I guess you are assuming that done of the expensive brands of screws and cleats have ever fallen off? I think not.


----------



## Archer4life (Apr 16, 2013)

Korkers are great. I can cross the shale above the ashpalt plant at 1000 with them. But they are a little heavy. Youll feel it after a day of fishing. Yes you can use sheetmetal screws and its works but they wear down fast. Korker makes nice wading shoes with replaceable cleated soles. Alot lighter. Felt is a nightmare on mud and if you fish in the snow youll be wearing platform shoes after a short distance as the snow sticks to them like glue. As stated by mdog44 studs wont help you too much on mud though.


----------



## ballast (Sep 15, 2011)

Ok, good feedback...my buddy mike has never steered me wrong with the steelhead gear so I'm gona get exactly what he has. Studs n star cleats. The studs are frogg toggs 7$ can't beat that plus my boots are froggs. Star cleats 29$ those will have to wait no extra cash ( Xmas), probably be recovering financially next month too? As for the lost metal in the river....that's kinda extreme, I don't feel I'm killing the ecosystem with a screw head that's just gona rust away.


----------



## ballast (Sep 15, 2011)

http://www.outdoorlife.com/photos/gallery/hunting/2010/05/101-outdoor-tips/?image=43?src=SOC&dom=fb

eco-friendly


----------



## lunker23 (Jun 28, 2013)

"As for the lost metal in the river....that's kinda extreme, I don't feel I'm killing the ecosystem with a screw head that's just gona rust away."
Thanks for proving my point. 

Tight lines.....


----------



## reo (May 22, 2004)

I tie a minimalist type fly that consists of a #6x3/8" sheet metal screw. This can be used in a variety of conditions but in low vis conditions a 3/8x1" machine screw is more effective due to the larger profile. The steel slam them


----------



## kapposgd (Apr 10, 2012)

Ugh, another secret is out. I slay the steel on swung hex head gutter screws!


----------



## fishinnick (Feb 19, 2011)

I use felt bottomed boots with studs. Love them. Much better than plain felt and a LOT better than plain rubber on our slippery Erie tributaries. Highly doubt I'll go any other route. I believe the studs I have are made from Redington........can't remember. My brother has the Simms studs and they work great too. 

For anyone considering Korkers boots, don't get the Redsides. I had a pair and couldn't even squeeze a year out of them. Trashed to the point that they're not even usable as a backup. I guess they're ok if you don't fish much and don't cover a lot of ground...

I have no experience with the more expensive Korkers. I'd imagine they're a lot better/more durable.


----------



## -C-IMP (Apr 25, 2008)

Fish are eating screws and I'm fishing with magnets, or is it maggots ?


----------



## mdogs444 (Aug 29, 2012)

fishinnick said:


> I have no experience with the more expensive Korkers. I'd imagine they're a lot better/more durable.


I use the new Korkers Devil's Canyon boots with interchangeable soles. Currently, I am using the alumatrax soles. They are very light boots, much much lighter than the heavy simms BOA types. I love the BOA's, as they are so easy to put on and take off, but I have had a set break. Easy to fix with a $7.00 universal replacement kit. The only knock on the Devil's Canyon versus the Whitehorse, is the lack of ankle support. The Devil's were made to be very light and agile, where the Whitehorse is made to be more supportive and a little heavier. I'd have preferred something in the middle, but i'm pretty nimble and as long as there are not boulders like on Penn's Creek (PA), then no issues.

[Dataset entries]
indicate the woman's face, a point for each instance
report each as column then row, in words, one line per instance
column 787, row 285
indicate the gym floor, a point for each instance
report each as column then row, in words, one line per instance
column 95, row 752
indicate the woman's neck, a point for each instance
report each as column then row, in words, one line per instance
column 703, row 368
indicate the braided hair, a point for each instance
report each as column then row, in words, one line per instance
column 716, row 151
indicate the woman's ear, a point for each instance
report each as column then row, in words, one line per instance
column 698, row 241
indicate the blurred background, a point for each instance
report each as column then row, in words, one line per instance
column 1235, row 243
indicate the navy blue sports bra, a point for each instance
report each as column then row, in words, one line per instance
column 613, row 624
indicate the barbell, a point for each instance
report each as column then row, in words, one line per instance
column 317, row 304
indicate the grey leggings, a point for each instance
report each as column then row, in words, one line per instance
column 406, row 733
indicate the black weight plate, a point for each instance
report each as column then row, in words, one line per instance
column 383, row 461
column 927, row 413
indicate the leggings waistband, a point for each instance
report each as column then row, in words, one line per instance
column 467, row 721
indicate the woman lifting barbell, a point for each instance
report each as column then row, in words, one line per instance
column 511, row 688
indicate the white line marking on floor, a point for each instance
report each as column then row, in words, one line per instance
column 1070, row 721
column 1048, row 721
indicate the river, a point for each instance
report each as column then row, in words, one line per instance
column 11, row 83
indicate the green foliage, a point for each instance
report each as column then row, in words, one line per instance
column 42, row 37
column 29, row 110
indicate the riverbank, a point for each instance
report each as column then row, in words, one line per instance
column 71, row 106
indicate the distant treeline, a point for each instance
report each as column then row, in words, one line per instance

--- Stated problem A ---
Translate this sentence from the forum thread on wading boots into Spanish: "Korker makes nice wading shoes with replaceable cleated soles."
--- Stated problem B ---
In the forum thread on wading boots, which soles does mdogs444 say are currently in use on the Korkers Devil's Canyon boots?

--- Correct answer A ---
Korker fabrica buenos zapatos de vadeo con suelas de tacos reemplazables.

--- Correct answer B ---
The alumatrax soles.